[What this exercise asks]
1. Who are the authors listed in the text on disinfection by-products?
2. Can you transcribe the text on disinfection by-products between "Background and Aims: Epidemiological" and "variability of THMs.", inclusive?

[Exercise passage]
Identifying public water facilities with low spatial variability of disinfection by-products for epidemiological investigations

A Hinckley 1, A Bachand 1, J Nuckols 1, J Reif 1
PMCID: PMC1741051  PMID: 15961627

Abstract

Background and Aims: Epidemiological studies of disinfection by-products (DBPs) and reproductive outcomes have been hampered by misclassification of exposure. In most epidemiological studies conducted to date, all persons living within the boundaries of a water distribution system have been assigned a common exposure value based on facility-wide averages of trihalomethane (THM) concentrations. Since THMs do not develop uniformly throughout a distribution system, assignment of facility-wide averages may be inappropriate. One approach to mitigate this potential for misclassification is to select communities for epidemiological investigations that are served by distribution systems with consistently low spatial variability of THMs.

Records from a dataset:

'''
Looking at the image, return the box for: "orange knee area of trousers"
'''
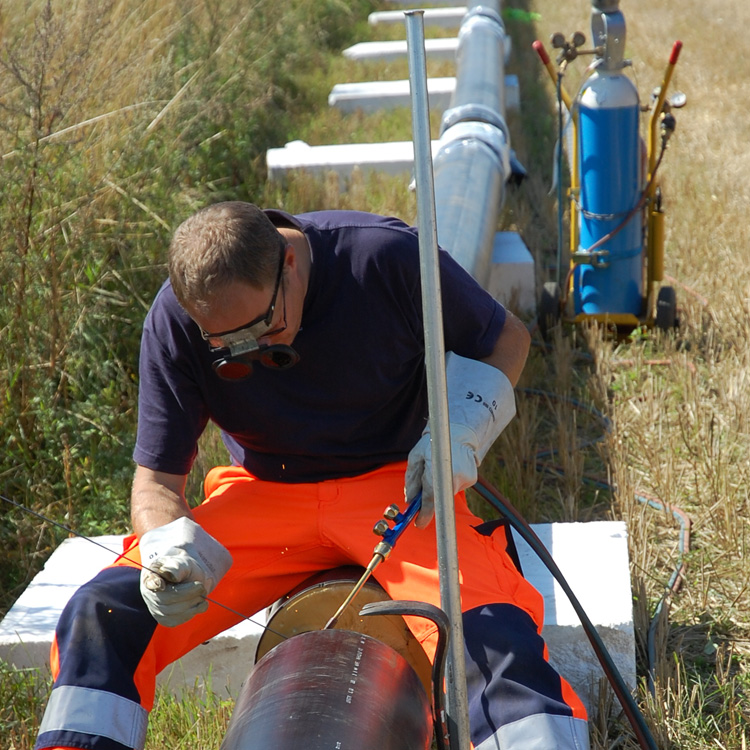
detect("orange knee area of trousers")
[57,462,585,717]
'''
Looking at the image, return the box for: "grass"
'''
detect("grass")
[0,0,750,750]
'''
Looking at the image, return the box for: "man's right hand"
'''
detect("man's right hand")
[140,517,232,627]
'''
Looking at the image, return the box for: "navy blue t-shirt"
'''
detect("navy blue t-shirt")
[134,210,505,482]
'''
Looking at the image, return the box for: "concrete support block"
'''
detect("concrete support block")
[367,5,466,29]
[342,38,458,61]
[328,76,456,112]
[266,141,437,180]
[487,232,536,314]
[0,522,635,705]
[328,75,521,112]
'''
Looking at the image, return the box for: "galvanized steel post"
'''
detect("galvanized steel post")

[Expected results]
1. A Hinckley, A Bachand, J Nuckols, J Reif

2.
Background and Aims: Epidemiological studies of disinfection by-products (DBPs) and reproductive outcomes have been hampered by misclassification of exposure. In most epidemiological studies conducted to date, all persons living within the boundaries of a water distribution system have been assigned a common exposure value based on facility-wide averages of trihalomethane (THM) concentrations. Since THMs do not develop uniformly throughout a distribution system, assignment of facility-wide averages may be inappropriate. One approach to mitigate this potential for misclassification is to select communities for epidemiological investigations that are served by distribution systems with consistently low spatial variability of THMs.